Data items
========
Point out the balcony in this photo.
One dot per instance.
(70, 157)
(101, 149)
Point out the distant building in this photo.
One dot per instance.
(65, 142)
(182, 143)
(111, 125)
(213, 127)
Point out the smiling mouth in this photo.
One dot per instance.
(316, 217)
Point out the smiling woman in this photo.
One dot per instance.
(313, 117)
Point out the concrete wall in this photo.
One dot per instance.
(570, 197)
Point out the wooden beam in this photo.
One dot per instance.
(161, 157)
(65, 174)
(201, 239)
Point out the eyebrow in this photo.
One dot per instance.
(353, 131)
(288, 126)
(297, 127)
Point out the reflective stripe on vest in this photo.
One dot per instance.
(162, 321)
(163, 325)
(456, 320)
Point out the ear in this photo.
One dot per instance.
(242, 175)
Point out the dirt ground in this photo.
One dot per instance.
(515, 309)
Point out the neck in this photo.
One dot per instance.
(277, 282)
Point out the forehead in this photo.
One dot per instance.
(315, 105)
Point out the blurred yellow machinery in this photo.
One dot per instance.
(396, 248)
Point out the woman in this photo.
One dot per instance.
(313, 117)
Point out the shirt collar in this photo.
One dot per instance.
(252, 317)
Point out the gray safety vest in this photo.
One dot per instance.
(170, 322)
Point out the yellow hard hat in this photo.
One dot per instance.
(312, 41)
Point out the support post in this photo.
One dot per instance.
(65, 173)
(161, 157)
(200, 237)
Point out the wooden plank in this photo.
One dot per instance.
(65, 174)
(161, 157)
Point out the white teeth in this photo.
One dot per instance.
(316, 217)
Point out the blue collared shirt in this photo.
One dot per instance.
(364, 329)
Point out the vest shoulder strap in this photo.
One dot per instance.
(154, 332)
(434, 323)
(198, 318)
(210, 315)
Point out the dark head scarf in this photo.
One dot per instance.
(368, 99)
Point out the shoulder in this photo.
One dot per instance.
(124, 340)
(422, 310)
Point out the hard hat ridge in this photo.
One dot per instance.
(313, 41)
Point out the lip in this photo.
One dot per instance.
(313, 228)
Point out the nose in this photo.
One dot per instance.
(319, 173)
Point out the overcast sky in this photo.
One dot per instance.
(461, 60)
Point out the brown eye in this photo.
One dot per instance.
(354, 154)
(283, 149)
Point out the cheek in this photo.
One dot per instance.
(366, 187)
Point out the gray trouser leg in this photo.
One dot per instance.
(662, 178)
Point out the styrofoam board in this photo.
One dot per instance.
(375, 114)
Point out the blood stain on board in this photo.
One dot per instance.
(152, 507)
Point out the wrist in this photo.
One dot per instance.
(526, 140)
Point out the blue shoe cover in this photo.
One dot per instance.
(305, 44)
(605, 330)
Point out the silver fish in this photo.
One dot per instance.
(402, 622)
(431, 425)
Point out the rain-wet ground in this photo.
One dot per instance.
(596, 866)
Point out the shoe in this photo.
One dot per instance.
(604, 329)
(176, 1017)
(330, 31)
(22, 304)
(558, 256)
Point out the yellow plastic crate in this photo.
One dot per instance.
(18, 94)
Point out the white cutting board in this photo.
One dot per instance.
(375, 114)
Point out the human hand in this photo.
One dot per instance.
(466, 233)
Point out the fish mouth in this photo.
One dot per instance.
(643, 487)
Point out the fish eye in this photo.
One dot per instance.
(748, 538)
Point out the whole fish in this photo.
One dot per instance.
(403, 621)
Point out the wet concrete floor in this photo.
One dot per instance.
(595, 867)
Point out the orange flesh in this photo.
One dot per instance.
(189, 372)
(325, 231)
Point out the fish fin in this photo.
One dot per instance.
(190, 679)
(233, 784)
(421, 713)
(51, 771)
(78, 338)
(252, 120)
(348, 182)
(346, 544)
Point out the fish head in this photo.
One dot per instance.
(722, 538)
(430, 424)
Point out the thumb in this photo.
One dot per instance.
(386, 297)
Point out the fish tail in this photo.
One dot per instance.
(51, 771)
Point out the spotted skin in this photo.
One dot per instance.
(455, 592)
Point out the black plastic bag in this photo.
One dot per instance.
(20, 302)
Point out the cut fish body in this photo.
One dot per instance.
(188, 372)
========
Lay out every line of the data above as a Markdown table with two columns, Row and Data line. Put a running row number in Row and the line itself in Data line, and leave out any blank lines.

» **Answer to the task**:
| Row | Data line |
|---|---|
| 1 | Point out the balcony in this photo. |
| 2 | One dot per instance. |
| 3 | (70, 157) |
| 4 | (101, 149) |
| 5 | Point out the distant building in this photo. |
| 6 | One dot per instance. |
| 7 | (65, 142) |
| 8 | (182, 143) |
| 9 | (111, 125) |
| 10 | (213, 127) |
| 11 | Point out the smiling mouth in this photo. |
| 12 | One dot per instance. |
| 13 | (316, 217) |
| 14 | Point out the smiling woman in this photo. |
| 15 | One dot per instance. |
| 16 | (313, 117) |
| 17 | Point out the concrete wall in this photo. |
| 18 | One dot per instance. |
| 19 | (570, 197) |
| 20 | Point out the wooden beam in this photo. |
| 21 | One dot per instance. |
| 22 | (161, 157) |
| 23 | (65, 174) |
| 24 | (201, 239) |
| 25 | Point out the eyebrow in this photo. |
| 26 | One dot per instance. |
| 27 | (353, 131) |
| 28 | (288, 126) |
| 29 | (297, 127) |
| 30 | Point out the reflective stripe on vest in this photo. |
| 31 | One dot per instance. |
| 32 | (162, 321) |
| 33 | (163, 325) |
| 34 | (456, 320) |
| 35 | Point out the ear in this photo. |
| 36 | One dot per instance. |
| 37 | (242, 175) |
| 38 | Point out the dirt ground in this photo. |
| 39 | One dot per instance. |
| 40 | (515, 309) |
| 41 | Point out the neck in this photo. |
| 42 | One dot per instance. |
| 43 | (277, 282) |
| 44 | Point out the forehead in this photo. |
| 45 | One dot per instance. |
| 46 | (315, 105) |
| 47 | Point out the blurred yellow machinery in this photo. |
| 48 | One dot per instance. |
| 49 | (396, 248) |
| 50 | Point out the woman in this photo. |
| 51 | One dot per instance. |
| 52 | (313, 117) |
| 53 | Point out the shirt collar in this photo. |
| 54 | One dot per instance. |
| 55 | (252, 317) |
| 56 | Point out the gray safety vest in this photo. |
| 57 | One dot per instance. |
| 58 | (170, 322) |
| 59 | Point out the yellow hard hat in this photo. |
| 60 | One dot per instance. |
| 61 | (312, 41) |
| 62 | Point out the support post in this photo. |
| 63 | One dot per instance. |
| 64 | (65, 173) |
| 65 | (161, 157) |
| 66 | (200, 237) |
| 67 | Point out the wooden plank in this photo. |
| 68 | One dot per instance. |
| 69 | (65, 174) |
| 70 | (161, 157) |
| 71 | Point out the white teeth in this photo. |
| 72 | One dot per instance. |
| 73 | (316, 217) |
| 74 | Point out the blue collared shirt in this photo. |
| 75 | One dot per instance. |
| 76 | (364, 329) |
| 77 | Point out the vest shoulder strap in this photo. |
| 78 | One dot per instance. |
| 79 | (154, 332) |
| 80 | (434, 323) |
| 81 | (198, 318) |
| 82 | (210, 315) |
| 83 | Point out the dark head scarf in this photo. |
| 84 | One dot per instance. |
| 85 | (368, 99) |
| 86 | Point out the shoulder in this photo. |
| 87 | One dot per instance. |
| 88 | (124, 340) |
| 89 | (422, 310) |
| 90 | Point out the hard hat ridge in this photo. |
| 91 | One dot per instance. |
| 92 | (313, 41) |
| 93 | Point out the lip in this photo. |
| 94 | One dot per instance. |
| 95 | (313, 228) |
| 96 | Point out the nose in this photo. |
| 97 | One dot per instance. |
| 98 | (319, 173) |
| 99 | Point out the overcast sky in this photo. |
| 100 | One dot per instance. |
| 101 | (461, 60) |
| 102 | Point out the brown eye in this photo. |
| 103 | One dot per instance. |
| 104 | (354, 154) |
| 105 | (283, 149) |
| 106 | Point out the cheek in this photo. |
| 107 | One dot per instance. |
| 108 | (366, 187) |
| 109 | Point out the gray trouser leg in this photo. |
| 110 | One dot per instance. |
| 111 | (662, 178) |
| 112 | Point out the styrofoam board in this photo. |
| 113 | One dot per instance. |
| 114 | (375, 114) |
| 115 | Point out the blood stain on board in this photo. |
| 116 | One dot per instance. |
| 117 | (152, 507) |
| 118 | Point out the wrist in this photo. |
| 119 | One dot per instance. |
| 120 | (526, 140) |
| 121 | Point out the blue shoe cover in this photo. |
| 122 | One dot per instance. |
| 123 | (305, 44) |
| 124 | (605, 330) |
| 125 | Point out the silver fish in this photo. |
| 126 | One dot per instance. |
| 127 | (402, 622) |
| 128 | (431, 425) |
| 129 | Point out the rain-wet ground in this photo. |
| 130 | One dot per instance. |
| 131 | (596, 866) |
| 132 | Point out the shoe in this photo. |
| 133 | One dot per instance. |
| 134 | (604, 329) |
| 135 | (176, 1017) |
| 136 | (330, 31) |
| 137 | (22, 304) |
| 138 | (558, 256) |
| 139 | Point out the yellow plastic crate in this photo. |
| 140 | One dot per instance. |
| 141 | (18, 94) |
| 142 | Point out the white cutting board in this photo. |
| 143 | One dot per instance. |
| 144 | (375, 114) |
| 145 | Point out the human hand in this photo. |
| 146 | One dot per instance. |
| 147 | (466, 233) |
| 148 | Point out the fish mouth in this photo. |
| 149 | One dot per instance. |
| 150 | (643, 487) |
| 151 | Point out the fish eye in this photo. |
| 152 | One dot per instance. |
| 153 | (748, 538) |
| 154 | Point out the whole fish in this photo. |
| 155 | One dot per instance. |
| 156 | (403, 621) |
| 157 | Point out the wet concrete floor in this photo. |
| 158 | One dot per instance. |
| 159 | (595, 867) |
| 160 | Point out the orange flesh in this photo. |
| 161 | One dot per instance. |
| 162 | (189, 372) |
| 163 | (325, 231) |
| 164 | Point out the fish fin in this photo. |
| 165 | One dot per instance. |
| 166 | (190, 679) |
| 167 | (233, 784) |
| 168 | (421, 713) |
| 169 | (51, 771) |
| 170 | (78, 338) |
| 171 | (252, 120) |
| 172 | (348, 182) |
| 173 | (346, 544) |
| 174 | Point out the fish head in this photo. |
| 175 | One dot per instance. |
| 176 | (722, 538) |
| 177 | (430, 424) |
| 178 | Point out the thumb in this photo. |
| 179 | One dot per instance. |
| 180 | (386, 297) |
| 181 | Point out the fish tail in this photo. |
| 182 | One dot per instance. |
| 183 | (51, 771) |
| 184 | Point out the spotted skin in this photo. |
| 185 | One dot per instance. |
| 186 | (455, 592) |
| 187 | Point out the black plastic bag in this photo. |
| 188 | One dot per instance. |
| 189 | (20, 302) |
| 190 | Point out the cut fish body in this photo. |
| 191 | One dot per instance. |
| 192 | (188, 372) |